Data extract START

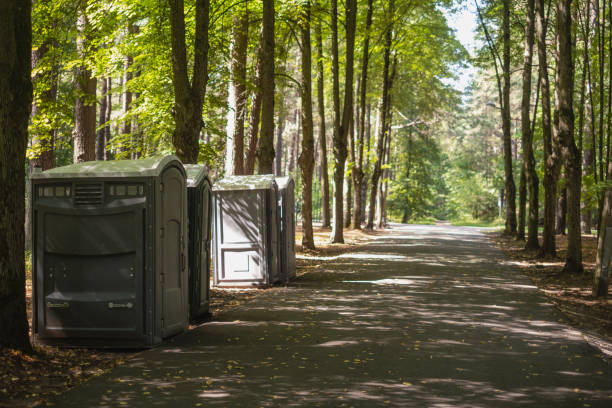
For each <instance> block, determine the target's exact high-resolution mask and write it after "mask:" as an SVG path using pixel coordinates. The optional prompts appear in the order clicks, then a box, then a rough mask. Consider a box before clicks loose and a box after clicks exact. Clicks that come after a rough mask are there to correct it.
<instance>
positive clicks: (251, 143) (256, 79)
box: [244, 28, 282, 174]
mask: <svg viewBox="0 0 612 408" xmlns="http://www.w3.org/2000/svg"><path fill="white" fill-rule="evenodd" d="M263 42H264V40H263V28H262V30H261V33H260V35H259V46H258V48H257V67H256V68H255V71H256V72H255V81H254V85H255V90H254V91H253V100H252V102H251V114H250V117H249V137H248V138H249V145H248V148H247V153H246V158H245V162H244V174H253V173H254V172H255V159H256V157H257V145H258V139H259V122H260V118H261V75H262V73H263V47H264V45H263ZM279 156H282V154H281V153H279Z"/></svg>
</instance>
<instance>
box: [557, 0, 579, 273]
mask: <svg viewBox="0 0 612 408" xmlns="http://www.w3.org/2000/svg"><path fill="white" fill-rule="evenodd" d="M571 4H572V0H558V1H557V75H556V77H557V83H556V86H555V90H556V93H557V95H556V96H557V98H556V99H557V104H558V107H559V114H558V115H559V128H558V129H559V130H558V133H559V136H558V137H559V140H560V142H561V144H562V146H563V155H564V156H565V171H566V173H567V181H568V183H567V215H568V217H567V226H568V229H567V245H568V247H567V256H566V258H565V266H564V268H563V269H564V270H565V271H566V272H571V273H582V271H583V267H582V238H581V237H582V236H581V231H580V193H581V186H582V161H581V160H582V158H581V155H580V152H579V151H578V148H577V146H576V141H575V140H574V104H573V101H574V99H573V94H574V69H573V65H574V61H573V60H572V31H571V30H572V15H571Z"/></svg>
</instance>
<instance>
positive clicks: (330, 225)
mask: <svg viewBox="0 0 612 408" xmlns="http://www.w3.org/2000/svg"><path fill="white" fill-rule="evenodd" d="M315 41H316V42H317V109H318V113H319V148H320V149H321V190H322V194H321V195H322V197H321V200H322V203H321V224H322V227H323V228H329V227H330V226H331V213H330V208H329V177H328V175H327V135H326V134H325V132H326V129H325V104H324V92H323V85H324V78H323V58H324V57H323V36H322V34H321V20H319V21H318V22H317V25H316V27H315Z"/></svg>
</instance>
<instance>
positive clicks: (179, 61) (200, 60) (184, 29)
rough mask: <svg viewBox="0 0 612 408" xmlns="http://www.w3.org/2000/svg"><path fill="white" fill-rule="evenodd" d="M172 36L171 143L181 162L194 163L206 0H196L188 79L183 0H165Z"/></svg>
mask: <svg viewBox="0 0 612 408" xmlns="http://www.w3.org/2000/svg"><path fill="white" fill-rule="evenodd" d="M168 2H169V4H170V25H171V37H172V85H173V86H174V109H173V113H174V123H175V128H174V132H173V134H172V143H173V145H174V148H175V149H176V154H177V156H178V157H179V158H180V159H181V160H182V161H183V162H184V163H196V162H197V161H198V153H199V151H200V143H199V137H200V130H201V129H202V123H203V122H202V104H203V101H204V96H205V94H206V83H207V81H208V25H209V9H210V2H209V0H196V3H195V24H196V27H195V41H194V61H193V64H192V65H193V74H192V76H191V81H190V80H189V73H188V71H189V69H188V67H189V66H191V65H188V64H187V46H186V44H185V4H184V0H168Z"/></svg>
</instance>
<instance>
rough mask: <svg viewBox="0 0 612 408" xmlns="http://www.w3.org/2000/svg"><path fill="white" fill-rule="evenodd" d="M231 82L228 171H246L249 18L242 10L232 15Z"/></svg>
mask: <svg viewBox="0 0 612 408" xmlns="http://www.w3.org/2000/svg"><path fill="white" fill-rule="evenodd" d="M232 24H233V27H232V44H231V47H230V83H229V92H228V110H227V113H228V118H227V144H226V156H225V157H226V159H225V174H226V175H230V174H237V175H239V174H244V121H245V118H246V102H247V89H246V71H247V69H246V68H247V46H248V40H249V37H248V29H249V17H248V10H247V9H246V7H245V8H244V9H239V10H238V11H236V13H235V15H234V16H233V18H232Z"/></svg>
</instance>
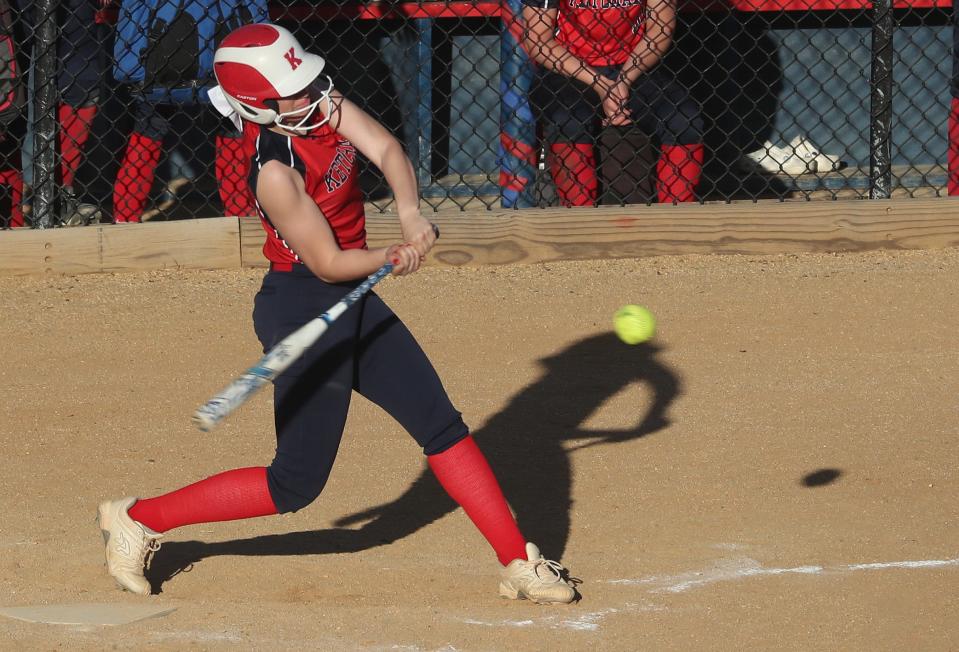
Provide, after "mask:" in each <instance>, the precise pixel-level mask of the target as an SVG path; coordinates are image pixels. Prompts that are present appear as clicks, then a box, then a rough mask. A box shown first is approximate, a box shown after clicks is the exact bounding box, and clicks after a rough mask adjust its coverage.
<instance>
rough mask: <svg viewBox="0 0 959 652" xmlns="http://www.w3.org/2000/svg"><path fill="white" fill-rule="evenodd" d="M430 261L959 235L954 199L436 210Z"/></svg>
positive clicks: (769, 249) (934, 244) (648, 252)
mask: <svg viewBox="0 0 959 652" xmlns="http://www.w3.org/2000/svg"><path fill="white" fill-rule="evenodd" d="M429 218H430V219H431V220H433V221H435V222H436V223H437V224H438V225H439V226H440V229H441V231H442V237H441V239H440V241H439V242H438V243H437V246H436V248H435V249H434V255H433V256H431V257H430V259H431V261H432V262H433V263H434V264H443V265H489V264H494V265H495V264H506V263H518V262H545V261H551V260H577V259H588V258H621V257H637V256H654V255H671V254H690V253H701V254H706V253H739V254H770V253H800V252H811V251H820V252H821V251H861V250H868V249H877V248H891V249H923V248H941V247H949V246H956V245H959V202H957V201H954V200H950V199H944V198H942V199H926V200H891V201H845V202H785V203H784V202H760V203H755V204H754V203H744V204H716V205H706V206H698V205H694V206H648V207H647V206H637V207H633V206H628V207H623V208H617V207H600V208H586V209H550V210H525V211H498V212H497V211H491V212H483V213H458V212H455V211H454V212H442V213H434V214H431V215H430V216H429ZM369 232H370V242H371V246H373V245H374V244H376V245H382V244H386V243H388V242H393V241H395V240H396V239H398V237H399V229H398V227H397V225H396V221H395V218H393V219H390V218H388V217H386V216H375V217H372V218H371V219H370V220H369Z"/></svg>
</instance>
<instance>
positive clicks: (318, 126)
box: [273, 76, 333, 136]
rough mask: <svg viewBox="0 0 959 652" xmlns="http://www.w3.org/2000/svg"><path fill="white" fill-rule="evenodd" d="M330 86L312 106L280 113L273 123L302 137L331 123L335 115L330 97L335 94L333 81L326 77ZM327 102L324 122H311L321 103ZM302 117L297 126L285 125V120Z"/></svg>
mask: <svg viewBox="0 0 959 652" xmlns="http://www.w3.org/2000/svg"><path fill="white" fill-rule="evenodd" d="M326 79H327V81H328V82H329V85H328V86H327V90H325V91H324V92H323V94H322V95H320V97H319V98H318V99H317V100H316V101H314V102H311V103H310V104H308V105H306V106H304V107H303V108H302V109H296V110H295V111H287V112H286V113H278V114H277V116H276V119H275V120H274V121H273V124H275V125H276V126H277V127H279V128H280V129H283V130H285V131H289V132H290V133H293V134H296V135H298V136H302V135H303V134H306V133H309V132H310V131H312V130H314V129H316V128H318V127H322V126H323V125H325V124H326V123H327V122H329V121H330V117H331V116H332V115H333V99H332V98H331V97H330V93H332V92H333V80H332V79H330V78H329V76H327V77H326ZM323 100H326V115H325V117H324V118H323V119H322V120H319V121H316V122H310V118H312V117H313V114H314V113H315V112H316V109H317V107H318V106H319V105H320V103H321V102H322V101H323ZM299 115H302V116H303V117H302V118H301V119H300V121H299V122H297V123H296V124H295V125H287V124H283V120H285V119H287V118H296V117H297V116H299Z"/></svg>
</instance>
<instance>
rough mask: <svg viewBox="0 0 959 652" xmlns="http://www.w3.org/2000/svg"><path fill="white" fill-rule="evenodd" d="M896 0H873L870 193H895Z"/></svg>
mask: <svg viewBox="0 0 959 652" xmlns="http://www.w3.org/2000/svg"><path fill="white" fill-rule="evenodd" d="M892 1H893V0H873V3H872V54H871V59H872V65H871V73H870V77H869V95H870V97H869V106H870V108H869V197H870V199H889V198H890V197H891V196H892V82H893V79H892V61H893V51H892V34H893V29H894V27H895V24H894V17H893V13H892Z"/></svg>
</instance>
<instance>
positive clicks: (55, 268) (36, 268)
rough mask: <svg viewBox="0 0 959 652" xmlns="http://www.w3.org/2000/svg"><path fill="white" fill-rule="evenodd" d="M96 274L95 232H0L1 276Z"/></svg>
mask: <svg viewBox="0 0 959 652" xmlns="http://www.w3.org/2000/svg"><path fill="white" fill-rule="evenodd" d="M99 271H102V269H101V267H100V232H99V230H98V229H95V228H91V227H86V228H75V229H46V230H43V231H36V230H33V229H13V230H11V231H3V232H0V275H3V276H26V275H34V274H87V273H91V272H99Z"/></svg>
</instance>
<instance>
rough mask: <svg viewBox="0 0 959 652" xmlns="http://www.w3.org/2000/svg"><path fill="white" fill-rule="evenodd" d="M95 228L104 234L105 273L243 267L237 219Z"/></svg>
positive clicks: (205, 219)
mask: <svg viewBox="0 0 959 652" xmlns="http://www.w3.org/2000/svg"><path fill="white" fill-rule="evenodd" d="M96 228H97V229H99V230H100V231H102V239H101V242H102V249H101V261H102V262H101V265H102V267H103V271H105V272H117V271H132V270H151V269H169V268H178V269H221V268H228V267H239V266H240V227H239V224H238V223H237V218H235V217H211V218H204V219H196V220H177V221H174V222H150V223H147V224H116V225H114V224H111V225H105V226H100V227H96Z"/></svg>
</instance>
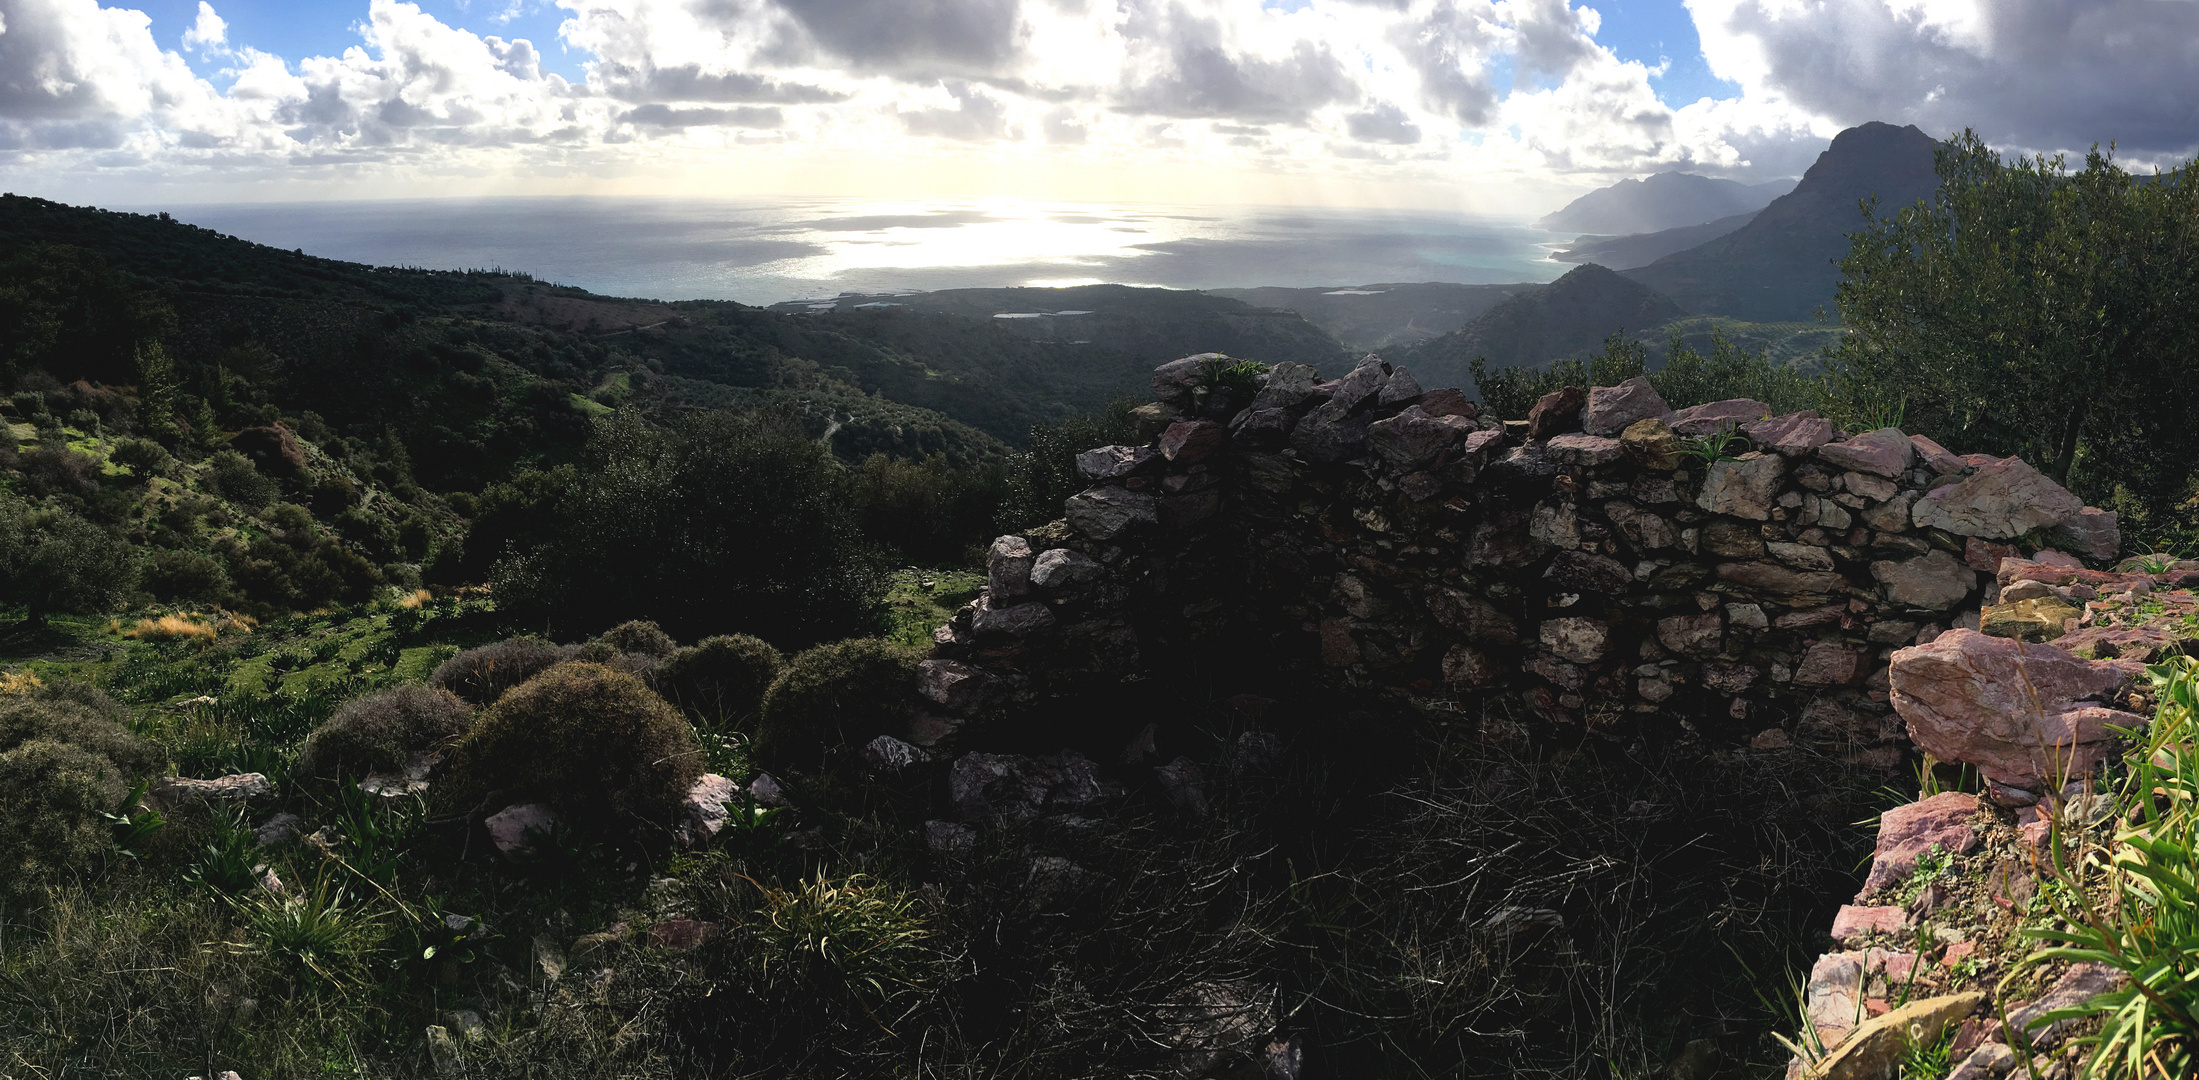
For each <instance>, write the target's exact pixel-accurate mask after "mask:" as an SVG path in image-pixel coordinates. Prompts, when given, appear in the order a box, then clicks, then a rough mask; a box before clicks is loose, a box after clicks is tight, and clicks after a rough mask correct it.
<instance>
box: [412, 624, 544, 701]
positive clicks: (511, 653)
mask: <svg viewBox="0 0 2199 1080" xmlns="http://www.w3.org/2000/svg"><path fill="white" fill-rule="evenodd" d="M574 651H576V649H574V647H570V644H550V642H545V640H541V638H512V640H504V642H497V644H484V647H479V649H466V651H462V653H457V655H453V658H451V660H444V662H442V664H438V666H435V673H433V675H429V680H427V682H429V686H440V688H444V691H451V693H455V695H460V697H464V699H468V702H473V704H477V706H486V704H495V702H497V697H504V691H510V688H512V686H519V684H521V682H528V680H532V677H534V675H541V673H543V671H550V669H552V666H556V664H563V662H567V660H574V658H576V655H574Z"/></svg>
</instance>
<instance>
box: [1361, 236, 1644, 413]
mask: <svg viewBox="0 0 2199 1080" xmlns="http://www.w3.org/2000/svg"><path fill="white" fill-rule="evenodd" d="M1682 315H1684V312H1682V310H1680V306H1678V304H1673V301H1671V299H1667V297H1660V295H1658V293H1654V290H1649V288H1643V286H1640V284H1638V282H1632V279H1627V277H1621V275H1618V273H1612V271H1607V268H1603V266H1596V264H1588V266H1577V268H1572V271H1568V273H1566V275H1563V277H1559V279H1557V282H1550V284H1548V286H1544V288H1537V290H1533V293H1520V295H1515V297H1511V299H1506V301H1502V304H1498V306H1495V308H1489V310H1487V312H1482V315H1478V317H1476V319H1473V321H1469V323H1467V326H1462V328H1458V330H1454V332H1449V334H1443V337H1436V339H1429V341H1423V343H1418V345H1407V348H1403V350H1392V354H1390V361H1394V363H1399V365H1405V367H1412V372H1414V376H1418V378H1421V383H1423V385H1429V387H1473V381H1471V374H1469V372H1467V365H1471V363H1473V359H1478V356H1480V359H1487V361H1489V365H1491V367H1513V365H1535V363H1544V361H1555V359H1561V356H1581V354H1585V352H1592V350H1596V348H1599V345H1603V339H1605V337H1610V334H1616V332H1621V330H1632V332H1640V330H1649V328H1654V326H1662V323H1669V321H1673V319H1678V317H1682Z"/></svg>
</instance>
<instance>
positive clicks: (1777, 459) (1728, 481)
mask: <svg viewBox="0 0 2199 1080" xmlns="http://www.w3.org/2000/svg"><path fill="white" fill-rule="evenodd" d="M1783 475H1786V458H1781V455H1777V453H1744V455H1742V458H1731V460H1724V462H1711V469H1709V471H1706V473H1704V477H1702V491H1700V493H1698V495H1695V506H1702V508H1704V510H1711V513H1713V515H1733V517H1746V519H1750V521H1770V517H1772V504H1775V499H1779V480H1781V477H1783Z"/></svg>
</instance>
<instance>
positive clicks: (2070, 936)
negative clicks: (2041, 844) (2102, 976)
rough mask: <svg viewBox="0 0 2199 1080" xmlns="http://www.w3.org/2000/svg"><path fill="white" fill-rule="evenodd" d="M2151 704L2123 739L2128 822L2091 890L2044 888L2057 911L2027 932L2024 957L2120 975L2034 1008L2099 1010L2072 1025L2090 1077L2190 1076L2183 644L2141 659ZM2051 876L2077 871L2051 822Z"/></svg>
mask: <svg viewBox="0 0 2199 1080" xmlns="http://www.w3.org/2000/svg"><path fill="white" fill-rule="evenodd" d="M2146 675H2148V677H2151V680H2153V691H2155V695H2157V699H2159V710H2157V713H2155V717H2153V724H2151V728H2146V732H2144V735H2142V737H2137V739H2133V746H2131V750H2129V757H2126V763H2129V779H2126V783H2124V787H2122V792H2124V805H2131V807H2135V823H2133V825H2131V827H2126V829H2120V831H2118V836H2115V849H2111V862H2109V864H2107V882H2104V886H2102V893H2104V895H2100V897H2093V895H2089V893H2087V891H2085V889H2076V886H2071V889H2041V893H2038V895H2041V900H2043V902H2045V906H2049V908H2052V913H2054V917H2056V919H2054V922H2049V924H2045V926H2032V928H2027V930H2025V937H2032V939H2036V941H2047V944H2052V948H2043V950H2038V952H2032V955H2030V957H2027V959H2025V963H2023V968H2032V966H2036V963H2045V961H2054V959H2069V961H2091V963H2104V966H2109V968H2113V970H2118V972H2122V974H2124V977H2126V979H2129V983H2124V985H2122V988H2115V990H2109V992H2104V994H2100V996H2096V999H2091V1001H2085V1003H2078V1005H2074V1007H2067V1010H2054V1012H2047V1014H2045V1016H2041V1018H2036V1023H2052V1021H2063V1018H2078V1021H2093V1018H2098V1021H2100V1029H2098V1032H2096V1034H2085V1036H2078V1038H2076V1043H2078V1045H2087V1047H2091V1060H2089V1076H2133V1078H2153V1076H2164V1078H2166V1076H2190V1073H2192V1071H2195V1069H2199V999H2195V988H2199V754H2195V752H2192V739H2195V735H2199V662H2195V660H2192V658H2188V655H2177V658H2170V660H2168V662H2162V664H2153V666H2148V669H2146ZM2052 849H2054V884H2074V882H2076V880H2078V871H2076V867H2071V864H2069V862H2067V858H2065V853H2063V845H2060V823H2056V836H2054V842H2052Z"/></svg>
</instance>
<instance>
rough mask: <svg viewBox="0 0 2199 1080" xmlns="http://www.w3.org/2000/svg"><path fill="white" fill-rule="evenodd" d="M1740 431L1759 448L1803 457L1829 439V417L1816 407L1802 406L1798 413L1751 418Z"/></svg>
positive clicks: (1748, 441)
mask: <svg viewBox="0 0 2199 1080" xmlns="http://www.w3.org/2000/svg"><path fill="white" fill-rule="evenodd" d="M1742 433H1744V436H1748V442H1755V444H1757V449H1759V451H1775V453H1783V455H1788V458H1803V455H1808V453H1812V451H1816V449H1819V447H1823V444H1827V442H1832V420H1825V418H1823V416H1819V414H1816V409H1805V411H1799V414H1786V416H1766V418H1764V420H1750V422H1746V425H1742Z"/></svg>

Data extract END

● **Exercise details**: In the records above, locate each line with the word "correct". Copy all such lines.

● **Response to the task**:
For each <instance> block, determine the target's exact high-resolution mask and write it after "mask:" as an SVG path using pixel coordinates. The optional prompts appear in the order clicks, then a box, then a rough mask. Consider a box before clicks loose and a box after clicks exact. Clicks that come after a rough mask are there to correct it.
For each <instance>, write the target's exact pixel-accurate mask after "mask:" as an SVG path in image-pixel coordinates. Prompts, when given, appear in the order a box, then clicks, then a rough mask; a box before clicks is loose, a box after clicks is tight, and clicks after a rough mask correct it.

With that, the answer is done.